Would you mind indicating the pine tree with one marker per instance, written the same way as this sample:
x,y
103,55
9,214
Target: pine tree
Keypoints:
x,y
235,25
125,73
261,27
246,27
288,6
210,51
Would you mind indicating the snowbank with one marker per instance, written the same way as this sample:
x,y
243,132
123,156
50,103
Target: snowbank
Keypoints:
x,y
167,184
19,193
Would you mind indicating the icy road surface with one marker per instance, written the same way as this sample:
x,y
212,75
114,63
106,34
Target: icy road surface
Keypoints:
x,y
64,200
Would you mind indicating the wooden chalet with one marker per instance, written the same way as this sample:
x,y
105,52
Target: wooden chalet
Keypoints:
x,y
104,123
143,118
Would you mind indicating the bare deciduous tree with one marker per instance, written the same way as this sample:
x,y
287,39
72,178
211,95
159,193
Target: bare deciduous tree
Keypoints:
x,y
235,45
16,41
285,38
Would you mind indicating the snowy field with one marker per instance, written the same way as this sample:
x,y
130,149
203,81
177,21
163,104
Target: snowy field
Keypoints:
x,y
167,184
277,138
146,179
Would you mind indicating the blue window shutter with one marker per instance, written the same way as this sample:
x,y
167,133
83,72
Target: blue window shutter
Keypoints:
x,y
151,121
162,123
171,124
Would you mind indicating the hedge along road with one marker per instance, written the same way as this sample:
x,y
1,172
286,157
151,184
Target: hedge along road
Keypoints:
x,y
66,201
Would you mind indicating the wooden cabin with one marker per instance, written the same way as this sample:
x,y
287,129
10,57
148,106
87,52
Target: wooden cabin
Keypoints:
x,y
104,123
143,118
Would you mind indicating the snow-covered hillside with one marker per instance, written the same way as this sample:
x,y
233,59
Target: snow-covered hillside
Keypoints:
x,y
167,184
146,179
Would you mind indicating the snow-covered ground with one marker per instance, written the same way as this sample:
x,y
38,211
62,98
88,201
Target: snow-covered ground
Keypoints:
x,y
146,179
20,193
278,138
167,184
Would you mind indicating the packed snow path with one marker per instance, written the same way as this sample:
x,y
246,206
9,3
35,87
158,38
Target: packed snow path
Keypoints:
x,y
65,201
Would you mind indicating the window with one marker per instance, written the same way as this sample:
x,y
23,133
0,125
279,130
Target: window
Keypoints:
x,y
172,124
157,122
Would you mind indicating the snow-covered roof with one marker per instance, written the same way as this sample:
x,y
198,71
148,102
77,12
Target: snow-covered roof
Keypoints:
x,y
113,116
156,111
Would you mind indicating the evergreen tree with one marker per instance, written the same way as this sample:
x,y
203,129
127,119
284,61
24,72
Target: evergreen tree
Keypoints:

- - - - - - -

WORK TO COMPLETE. Send back each record exactly as it stands.

OUTPUT FOR THIS TASK.
Would you mind indicating the pine tree with one marker per instance, written the same way as this sample:
x,y
103,55
9,214
Target: pine tree
Keypoints:
x,y
235,25
125,73
261,27
246,27
288,6
210,51
Would you mind indicating the snowbank with one marker per instance, written the same way as this sample:
x,y
243,132
123,156
50,103
Target: snowbank
Keypoints:
x,y
167,184
19,193
Would you mind indicating the icy road surface with one marker per instance, written the same way as this sample:
x,y
212,75
114,63
106,34
Target: icy road surface
Keypoints:
x,y
64,200
Would you mind indicating the wooden chalet with one marker per instance, written the same way as this sample:
x,y
105,52
Target: wooden chalet
Keypoints:
x,y
104,123
143,118
Would you mind indicating the bare deciduous tree with one marker per instance, written the same way as this sample:
x,y
287,39
72,178
211,95
159,193
Target: bare deciduous tree
Keypoints:
x,y
235,45
16,41
285,38
Would you mind indicating the snowy field with one marker per instance, written the same way as this sample:
x,y
130,149
203,81
177,21
163,104
Target: snowy field
Keypoints:
x,y
167,184
277,138
146,179
Would you mind indicating the blue window shutter with one marker per instance, written the same way as this sample:
x,y
167,133
83,72
Target: blue window shutter
Keypoints:
x,y
151,121
162,123
171,124
Would you mind indicating the hedge along road with one marker per instance, written the same way as this sample:
x,y
1,172
286,157
151,184
Target: hedge along road
Keypoints:
x,y
66,201
Would you mind indicating the wooden cabin with one marker per instance, written the same way as this sample:
x,y
287,129
10,57
148,106
87,52
Target: wooden cabin
Keypoints:
x,y
104,123
143,118
Would you mind indicating the snow-covered hillside with one marker per instance, written the same way as this sample:
x,y
233,59
Target: snow-covered hillside
Keypoints:
x,y
167,184
146,179
Would you mind indicating the snow-covered ground with one marker per instance, written the same way as this sample:
x,y
38,211
62,98
88,201
Target: snow-covered ground
Keypoints:
x,y
146,179
20,193
278,138
167,184
Would you mind indicating the packed snow path with one marker per instance, written the same way as this sample:
x,y
246,206
9,3
35,87
158,38
Target: packed snow path
Keypoints:
x,y
65,201
Would you mind indicating the window with one marker per instance, written the same way as this sample:
x,y
23,133
0,125
279,130
Target: window
Keypoints:
x,y
172,124
157,122
Would you mind indicating the snow-covered roof with one marker per instance, written the same way as this sample:
x,y
198,71
148,102
77,12
Target: snow-covered roof
Keypoints:
x,y
113,116
156,111
Would you mind indicating the evergreen tree with one marker per instance, written the same way as this sample:
x,y
203,129
127,119
284,61
24,72
Target: evergreen tree
Keypoints:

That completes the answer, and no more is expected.